■ PAGE:
Mixing starts at 4 a.m., and all doughs are produced a day before they’re baked. Once a product is selected on the control panel, the HB-Technik system scales all major and minor ingredients and the liquid pre-ferment into a mixing bowl below. Some ingredients are still scaled ahead of time to speed things up. As Ray Million, vice president of operations, explained, the system can discharge nine doughs per hour, but Hudson Bread needs 11 discharges an hour to keep up with demand. By hand-scaling some ingredients ahead of time, the bakery can squeeze in those two extra doughs.
Once ingredients are scaled and added to the mixing bowl, five Koenig mixers can develop the dough, including four Koenig DW-240 mixers and one Koenig SP-160 mixer. The DW-240 mixers are twin twist mixers that can reduce the mixing time while still delivering the same dough structure.
“In fact, it’s so fast, there’s a learning curve around knowing when the dough is done and controlling the temperature, so training is important,” Mr. Million said.
Once dough is mixed, it rests at ambient temperature in the removable bowl for an hour or two. It then goes to one of six Koenig makeup lines. Each can run 4,000 to 5,000 lbs of dough per hour, depending on the product, but Hudson Bread runs the lines a bit slower so to not overwhelm the operator unloading the line at the end.
Line No. 1 is a Koenig Menes line and was installed in 2016. It produces baguettes, square cut rolls, ciabatta, hero rolls and was producing rustic square olive and sesame oil rolls on the day of Baking & Snack’s tour. The removable bowl is lifted to the hopper by a bowl hoist. After the machine creates a continuous dough sheet, twin-satellite rollers reduce the dough to the desired thickness in a shorter amount of time. This cuts the length of the makeup line by 10 to 12 feet.
After the dough sheet is reduced, it is cut into strips by a roller knife before the squares are cut by a guillotine. This line has the flexibility of two seed boxes so that Hudson Bread can either add multiple toppings to a product or have the redundancy of two boxes during changeovers. Once product is topped, it is manually off-loaded and racked and put in the MIWE proofer for its overnight cold-proof.
Line No. 2 is the latest investment on the production room floor: a Koenig KGN line installed in 2020 to add capacity for frozen products. It features an intermediate proof box that was oversized for a longer proof time, a custom feature Hudson Bread requested.
The French hero rolls the line was producing had only rested 30 minutes at ambient temperature before being hoisted and added to the hopper. The dough is divided and rounded before entering the intermediate proofer that will take 18 to 20 minutes to travel.

■ SUPPLIED DATA:
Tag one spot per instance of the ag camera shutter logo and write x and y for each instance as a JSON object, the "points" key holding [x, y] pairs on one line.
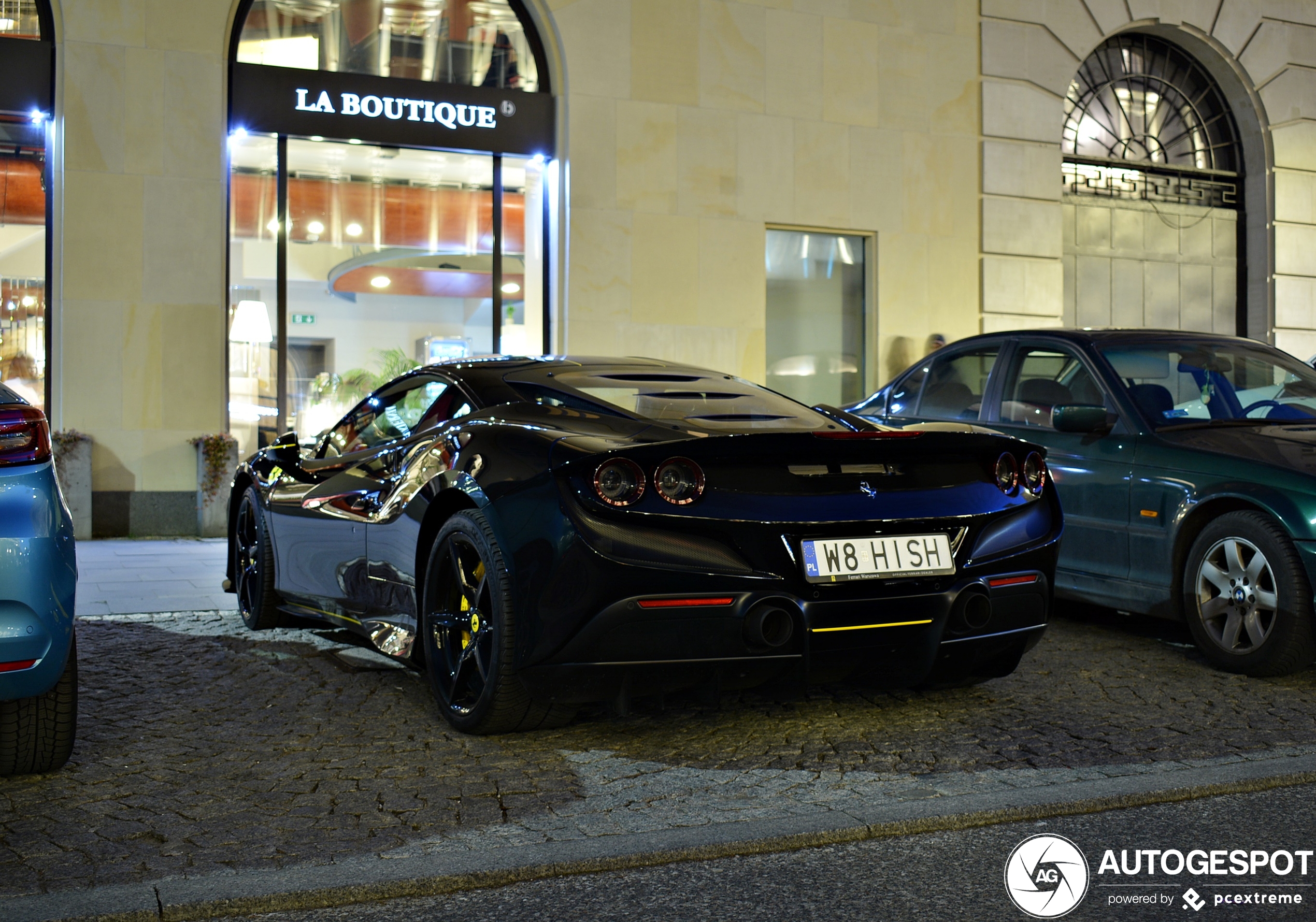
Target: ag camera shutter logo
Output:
{"points": [[1047, 876]]}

■ TASKS FOR THIS EXERCISE:
A) From the Hudson Bread text, write out the passage starting with "Once dough is" and going on through "to 12 feet.".
B) Answer these questions using the Hudson Bread text:
(i) How many doughs per hour can the HB-Technik system discharge?
(ii) In what year was Line No. 1 installed?
(iii) How long does the dough take to travel through the intermediate proofer on Line No. 2?

■ LIST OF SOLUTIONS:
A)
Once dough is mixed, it rests at ambient temperature in the removable bowl for an hour or two. It then goes to one of six Koenig makeup lines. Each can run 4,000 to 5,000 lbs of dough per hour, depending on the product, but Hudson Bread runs the lines a bit slower so to not overwhelm the operator unloading the line at the end.
Line No. 1 is a Koenig Menes line and was installed in 2016. It produces baguettes, square cut rolls, ciabatta, hero rolls and was producing rustic square olive and sesame oil rolls on the day of Baking & Snack’s tour. The removable bowl is lifted to the hopper by a bowl hoist. After the machine creates a continuous dough sheet, twin-satellite rollers reduce the dough to the desired thickness in a shorter amount of time. This cuts the length of the makeup line by 10 to 12 feet.

B)
(i) Nine doughs per hour.
(ii) 2016.
(iii) 18 to 20 minutes.